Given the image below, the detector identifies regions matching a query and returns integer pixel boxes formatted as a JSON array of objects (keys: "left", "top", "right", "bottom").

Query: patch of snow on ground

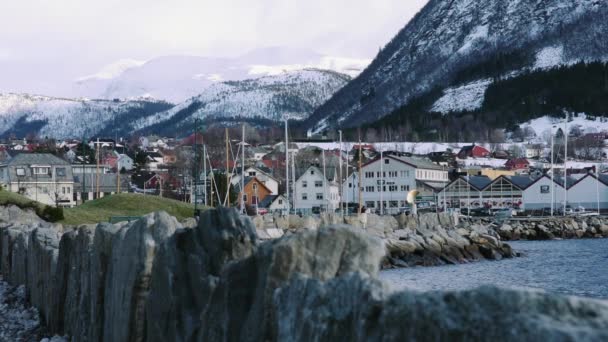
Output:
[
  {"left": 0, "top": 278, "right": 40, "bottom": 341},
  {"left": 458, "top": 25, "right": 489, "bottom": 53},
  {"left": 520, "top": 114, "right": 608, "bottom": 137},
  {"left": 431, "top": 78, "right": 492, "bottom": 114},
  {"left": 534, "top": 45, "right": 564, "bottom": 69},
  {"left": 458, "top": 158, "right": 507, "bottom": 168}
]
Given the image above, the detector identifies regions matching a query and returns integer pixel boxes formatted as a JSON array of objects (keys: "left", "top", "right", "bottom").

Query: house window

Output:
[{"left": 34, "top": 167, "right": 49, "bottom": 175}]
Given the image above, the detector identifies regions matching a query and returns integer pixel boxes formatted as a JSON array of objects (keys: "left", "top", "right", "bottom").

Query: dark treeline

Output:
[{"left": 347, "top": 61, "right": 608, "bottom": 142}]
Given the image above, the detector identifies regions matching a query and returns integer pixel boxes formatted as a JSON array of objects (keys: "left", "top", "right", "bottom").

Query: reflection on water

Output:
[{"left": 380, "top": 239, "right": 608, "bottom": 299}]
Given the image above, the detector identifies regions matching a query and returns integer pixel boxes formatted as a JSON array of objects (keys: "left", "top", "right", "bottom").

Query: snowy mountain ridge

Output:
[
  {"left": 70, "top": 47, "right": 370, "bottom": 103},
  {"left": 306, "top": 0, "right": 608, "bottom": 132},
  {"left": 0, "top": 69, "right": 350, "bottom": 138},
  {"left": 131, "top": 69, "right": 350, "bottom": 131}
]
⁂
- [Objetivo]: Repita todos os registros acima linha por linha, sem alterar nada, mas deixe as imagens de fora da resposta.

- [Resultado da tarefa]:
Given the image below, the detector identifies regions matching a query and returns integer pixel boxes formatted as a JSON array of objects (keys: "left", "top", "right", "bottom").

Query: patch of snow on ground

Output:
[
  {"left": 0, "top": 278, "right": 40, "bottom": 341},
  {"left": 458, "top": 25, "right": 489, "bottom": 53},
  {"left": 520, "top": 114, "right": 608, "bottom": 137},
  {"left": 431, "top": 78, "right": 492, "bottom": 114},
  {"left": 534, "top": 45, "right": 564, "bottom": 69},
  {"left": 458, "top": 158, "right": 507, "bottom": 168}
]
Given the image above, the detector identifies regions matching a query and returns integer pixel boxes formatted as a JSON array of objects (keys: "left", "top", "right", "bottom").

Query: house window

Output:
[{"left": 34, "top": 167, "right": 49, "bottom": 175}]
Given the image above, the detector identifies regions matching a query and returns integer pixel boxes formatted as a JSON array of objects (keys: "left", "top", "right", "bottom").

Query: dark treeline

Output:
[{"left": 347, "top": 61, "right": 608, "bottom": 142}]
Given the image above, the detector identifies regions matching a query and returns integer pixel boxes formatted as a JSON array of objects (keys: "left", "top", "right", "bottom").

Query: reflection on water

Output:
[{"left": 380, "top": 239, "right": 608, "bottom": 299}]
Given the image above, the detector identifies regions matching a query and returns integer pixel boxes formatted as a JSON array of objects (keys: "left", "top", "right", "bottom").

Query: snowy mountain ridge

Output:
[
  {"left": 70, "top": 47, "right": 370, "bottom": 103},
  {"left": 306, "top": 0, "right": 608, "bottom": 132},
  {"left": 0, "top": 69, "right": 350, "bottom": 138},
  {"left": 131, "top": 69, "right": 350, "bottom": 131}
]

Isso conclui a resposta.